## TEXTO ORIGINAL
——

El annus horribilis que termina debe hacernos reflexionar sobre la miseria y la grandeza de la condición humana. Ciertamente, la pandemia nos obliga a pensar sobre el excesivo triunfalismo de nuestra era, un positivismo arrogante que ensalza y cosifica a la persona, curvando la realidad hasta extremos insospechados. Esta grave paradoja ha sido acentuada por el relativismo evanescente que caracteriza a nuestro tiempo. Nada es verdad porque todo es relativo, menos el mantra repetido globalmente y convertido en el leitmotiv de esta generación: salvo el placer todo es ilusión.

La civilización hedonista del espectáculo ha sufrido un golpe inmenso con la extensión de la pandemia. Hasta hace un año la humanidad defendía tácitamente el triunfo vanidoso del superhombre y un concepto de libertad cuasi luciferino. Pero un virus microscópico ha terminado por arrojarnos a los brazos de la realidad: somos mortales y algún día nos reuniremos con nuestro Creador.

La pretendida superioridad técnica ha sido desafiada, la propia impenetrabilidad del Estado benefactor, un ogro filantrópico infalible, ha sido puesta en duda. Los dogmas políticos vuelven a ser cuestionados y el poder desnudo pone a prueba la capacidad de las comunidades nacionales. En aras del bien común la tiranía y sus sucedáneos desafían a las democracias y la propia idea de soberanía es cuestionada una vez más.

Ante este panorama auténticamente dantesco solo queda apelar a la esperanza cristiana. Un amigo me decía hace unas horas: “la voluntad de Dios debe ser aceptada”. ¡Cuánta razón hay en esas palabras! Con todo, la esperanza nos permite contemplar desde esta hondonada un año nuevo de promesas y regeneración. Hago votos por el Perú, confiado en la inmensa capacidad de nuestro pueblo, tan superior a sus dirigentes.

——

## TAREA ASIGNADA
Reproduce palabra por palabra el fragmento del texto original que se abre con "La pretendida superioridad" y se cierra con "una vez más.".

——

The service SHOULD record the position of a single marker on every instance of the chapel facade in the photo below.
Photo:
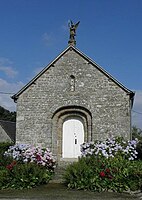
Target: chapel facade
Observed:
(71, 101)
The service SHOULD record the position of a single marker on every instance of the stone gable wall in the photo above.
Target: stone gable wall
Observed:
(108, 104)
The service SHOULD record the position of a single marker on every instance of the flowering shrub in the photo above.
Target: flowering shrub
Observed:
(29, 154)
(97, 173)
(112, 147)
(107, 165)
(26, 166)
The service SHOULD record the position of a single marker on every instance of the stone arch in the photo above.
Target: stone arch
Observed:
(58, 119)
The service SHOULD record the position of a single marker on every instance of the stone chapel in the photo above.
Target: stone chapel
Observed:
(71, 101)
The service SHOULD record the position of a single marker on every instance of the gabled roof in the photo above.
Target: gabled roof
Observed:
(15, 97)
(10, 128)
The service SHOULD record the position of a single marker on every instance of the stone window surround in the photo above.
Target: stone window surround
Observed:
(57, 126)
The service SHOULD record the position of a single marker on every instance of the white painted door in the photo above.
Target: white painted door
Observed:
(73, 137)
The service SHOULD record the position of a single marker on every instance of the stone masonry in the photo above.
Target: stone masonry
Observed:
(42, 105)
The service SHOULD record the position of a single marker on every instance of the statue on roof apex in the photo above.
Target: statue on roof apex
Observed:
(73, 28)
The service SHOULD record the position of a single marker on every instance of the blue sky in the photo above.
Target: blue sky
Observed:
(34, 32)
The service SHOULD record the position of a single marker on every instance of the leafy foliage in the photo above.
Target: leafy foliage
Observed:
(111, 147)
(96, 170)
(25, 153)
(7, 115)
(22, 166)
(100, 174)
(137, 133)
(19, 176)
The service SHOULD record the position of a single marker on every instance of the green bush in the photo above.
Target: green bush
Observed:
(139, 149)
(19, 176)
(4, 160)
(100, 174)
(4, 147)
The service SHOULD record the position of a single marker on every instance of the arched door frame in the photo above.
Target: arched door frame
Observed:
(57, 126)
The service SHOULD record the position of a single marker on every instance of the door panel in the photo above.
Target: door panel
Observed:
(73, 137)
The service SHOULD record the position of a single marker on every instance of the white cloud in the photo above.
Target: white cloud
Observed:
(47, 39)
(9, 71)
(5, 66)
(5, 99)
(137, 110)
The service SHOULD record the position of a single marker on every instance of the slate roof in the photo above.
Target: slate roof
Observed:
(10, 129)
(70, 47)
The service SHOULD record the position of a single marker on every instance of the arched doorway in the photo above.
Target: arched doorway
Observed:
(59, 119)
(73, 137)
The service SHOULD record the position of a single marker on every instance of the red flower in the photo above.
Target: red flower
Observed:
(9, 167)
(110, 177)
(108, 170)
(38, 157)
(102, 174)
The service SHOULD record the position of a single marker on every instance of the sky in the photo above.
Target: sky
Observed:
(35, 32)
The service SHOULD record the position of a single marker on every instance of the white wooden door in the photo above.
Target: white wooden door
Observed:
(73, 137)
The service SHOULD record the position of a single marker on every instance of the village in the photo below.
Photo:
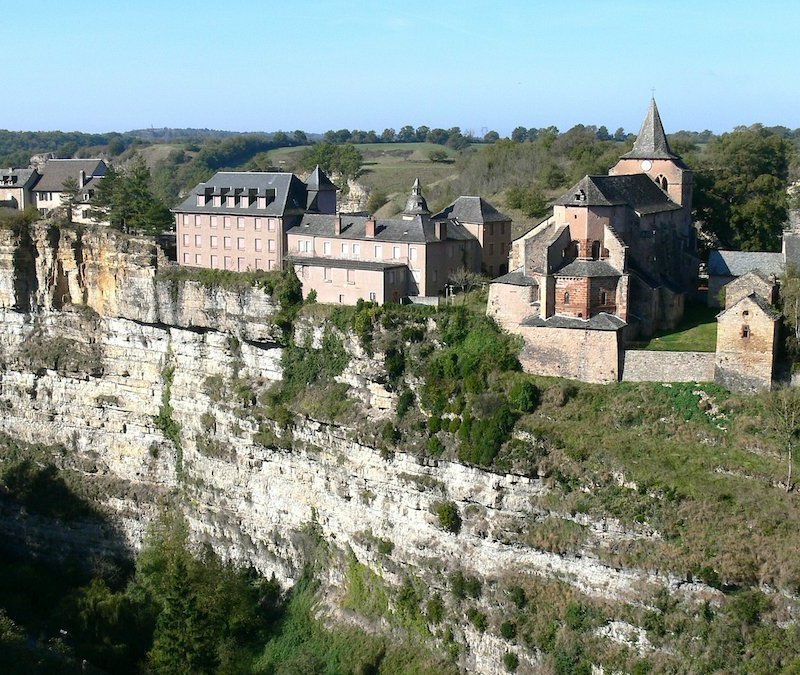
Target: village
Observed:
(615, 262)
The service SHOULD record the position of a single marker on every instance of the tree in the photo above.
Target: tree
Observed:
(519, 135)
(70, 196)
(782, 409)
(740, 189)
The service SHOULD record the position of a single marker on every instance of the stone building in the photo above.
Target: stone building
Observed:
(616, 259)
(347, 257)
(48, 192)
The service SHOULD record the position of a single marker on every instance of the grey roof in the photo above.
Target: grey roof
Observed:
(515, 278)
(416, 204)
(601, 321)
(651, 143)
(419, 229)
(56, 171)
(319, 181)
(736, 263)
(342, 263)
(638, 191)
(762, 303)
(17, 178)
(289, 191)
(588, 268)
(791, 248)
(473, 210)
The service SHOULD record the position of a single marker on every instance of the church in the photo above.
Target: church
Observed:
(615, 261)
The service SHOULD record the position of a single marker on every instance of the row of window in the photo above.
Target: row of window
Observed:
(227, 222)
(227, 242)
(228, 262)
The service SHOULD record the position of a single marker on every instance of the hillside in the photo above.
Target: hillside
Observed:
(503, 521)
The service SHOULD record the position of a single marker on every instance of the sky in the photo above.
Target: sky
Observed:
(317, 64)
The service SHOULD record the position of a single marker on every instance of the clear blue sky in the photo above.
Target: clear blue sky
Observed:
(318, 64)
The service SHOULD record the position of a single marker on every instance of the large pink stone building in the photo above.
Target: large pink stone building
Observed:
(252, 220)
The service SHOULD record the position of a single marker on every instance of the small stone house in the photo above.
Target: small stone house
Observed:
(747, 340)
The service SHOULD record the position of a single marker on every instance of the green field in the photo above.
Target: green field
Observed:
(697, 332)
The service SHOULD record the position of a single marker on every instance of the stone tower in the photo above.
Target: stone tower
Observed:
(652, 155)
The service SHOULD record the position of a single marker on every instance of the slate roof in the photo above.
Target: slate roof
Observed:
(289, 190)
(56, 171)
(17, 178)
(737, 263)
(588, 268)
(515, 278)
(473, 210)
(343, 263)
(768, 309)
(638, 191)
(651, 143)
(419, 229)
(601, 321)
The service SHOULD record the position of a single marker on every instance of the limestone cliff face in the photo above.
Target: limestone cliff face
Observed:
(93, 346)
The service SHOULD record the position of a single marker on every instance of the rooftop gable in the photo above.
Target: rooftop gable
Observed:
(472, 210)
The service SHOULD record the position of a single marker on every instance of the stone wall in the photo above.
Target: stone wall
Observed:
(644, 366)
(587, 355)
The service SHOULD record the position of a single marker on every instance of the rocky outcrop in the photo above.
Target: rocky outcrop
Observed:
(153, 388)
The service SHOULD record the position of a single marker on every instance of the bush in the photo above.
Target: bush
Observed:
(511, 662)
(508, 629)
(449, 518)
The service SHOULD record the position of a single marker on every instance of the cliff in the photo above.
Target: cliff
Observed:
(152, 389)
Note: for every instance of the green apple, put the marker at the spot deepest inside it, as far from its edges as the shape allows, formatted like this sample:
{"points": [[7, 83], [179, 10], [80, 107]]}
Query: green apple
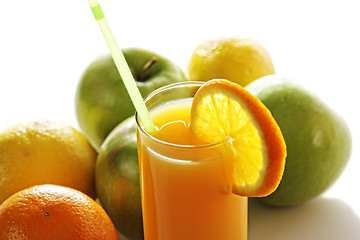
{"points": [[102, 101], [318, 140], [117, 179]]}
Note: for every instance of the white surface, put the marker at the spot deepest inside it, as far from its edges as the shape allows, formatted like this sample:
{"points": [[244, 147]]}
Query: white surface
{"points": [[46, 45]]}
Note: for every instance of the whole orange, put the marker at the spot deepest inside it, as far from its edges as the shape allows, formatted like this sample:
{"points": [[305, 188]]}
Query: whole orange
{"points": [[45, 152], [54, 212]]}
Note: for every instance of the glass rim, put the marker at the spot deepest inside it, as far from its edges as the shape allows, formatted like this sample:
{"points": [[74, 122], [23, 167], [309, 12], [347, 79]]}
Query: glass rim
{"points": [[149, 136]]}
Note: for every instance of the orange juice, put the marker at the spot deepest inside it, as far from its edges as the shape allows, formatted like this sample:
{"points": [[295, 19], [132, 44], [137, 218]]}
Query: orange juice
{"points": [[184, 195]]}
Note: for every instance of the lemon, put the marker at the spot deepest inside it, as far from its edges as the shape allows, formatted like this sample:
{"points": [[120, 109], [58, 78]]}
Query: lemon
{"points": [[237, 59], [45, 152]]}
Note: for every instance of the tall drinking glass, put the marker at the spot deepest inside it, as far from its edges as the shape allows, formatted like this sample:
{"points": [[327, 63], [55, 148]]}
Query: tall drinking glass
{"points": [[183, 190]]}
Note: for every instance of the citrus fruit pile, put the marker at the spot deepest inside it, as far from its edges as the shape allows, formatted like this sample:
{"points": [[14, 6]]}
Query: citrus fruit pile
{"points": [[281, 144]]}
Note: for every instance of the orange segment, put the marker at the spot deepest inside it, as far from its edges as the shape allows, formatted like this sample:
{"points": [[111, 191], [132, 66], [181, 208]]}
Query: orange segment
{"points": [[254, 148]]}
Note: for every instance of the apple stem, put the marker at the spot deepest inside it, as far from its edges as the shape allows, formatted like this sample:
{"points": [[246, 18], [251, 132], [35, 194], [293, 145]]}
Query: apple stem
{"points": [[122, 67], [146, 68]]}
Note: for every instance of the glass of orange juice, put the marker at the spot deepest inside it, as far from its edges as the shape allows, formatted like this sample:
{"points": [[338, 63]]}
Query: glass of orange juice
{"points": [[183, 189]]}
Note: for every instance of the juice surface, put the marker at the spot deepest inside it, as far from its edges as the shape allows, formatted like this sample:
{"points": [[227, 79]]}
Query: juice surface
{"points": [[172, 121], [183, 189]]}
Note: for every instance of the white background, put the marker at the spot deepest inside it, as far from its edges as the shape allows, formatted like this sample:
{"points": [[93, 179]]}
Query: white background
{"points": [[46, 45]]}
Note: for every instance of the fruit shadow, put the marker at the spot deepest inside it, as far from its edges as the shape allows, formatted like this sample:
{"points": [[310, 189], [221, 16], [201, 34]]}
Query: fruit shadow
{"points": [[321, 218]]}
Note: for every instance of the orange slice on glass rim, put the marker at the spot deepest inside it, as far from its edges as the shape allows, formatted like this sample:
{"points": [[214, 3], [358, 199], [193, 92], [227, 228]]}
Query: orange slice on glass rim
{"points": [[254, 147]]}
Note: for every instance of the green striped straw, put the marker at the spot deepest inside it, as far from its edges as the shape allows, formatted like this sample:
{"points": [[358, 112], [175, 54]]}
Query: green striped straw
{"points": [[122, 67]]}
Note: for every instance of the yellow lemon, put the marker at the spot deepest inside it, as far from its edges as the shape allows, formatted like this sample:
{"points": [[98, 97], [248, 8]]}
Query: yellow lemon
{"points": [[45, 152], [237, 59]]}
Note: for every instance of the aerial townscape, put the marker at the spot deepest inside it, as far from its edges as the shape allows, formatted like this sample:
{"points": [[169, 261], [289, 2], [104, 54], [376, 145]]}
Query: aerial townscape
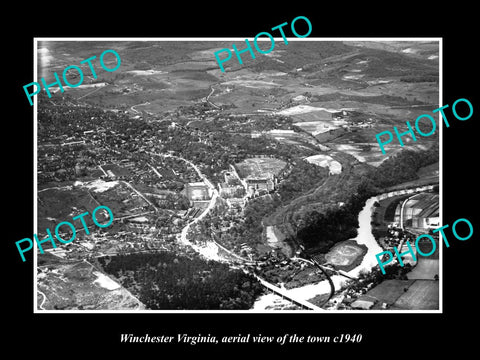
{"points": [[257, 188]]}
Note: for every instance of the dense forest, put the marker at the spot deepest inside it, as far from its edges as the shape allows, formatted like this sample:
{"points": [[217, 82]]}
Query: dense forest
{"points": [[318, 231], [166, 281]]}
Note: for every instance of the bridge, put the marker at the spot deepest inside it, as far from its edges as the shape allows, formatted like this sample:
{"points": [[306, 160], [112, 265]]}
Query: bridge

——

## RESPUESTA ESCRITA
La pretendida superioridad técnica ha sido desafiada, la propia impenetrabilidad del Estado benefactor, un ogro filantrópico infalible, ha sido puesta en duda. Los dogmas políticos vuelven a ser cuestionados y el poder desnudo pone a prueba la capacidad de las comunidades nacionales. En aras del bien común la tiranía y sus sucedáneos desafían a las democracias y la propia idea de soberanía es cuestionada una vez más.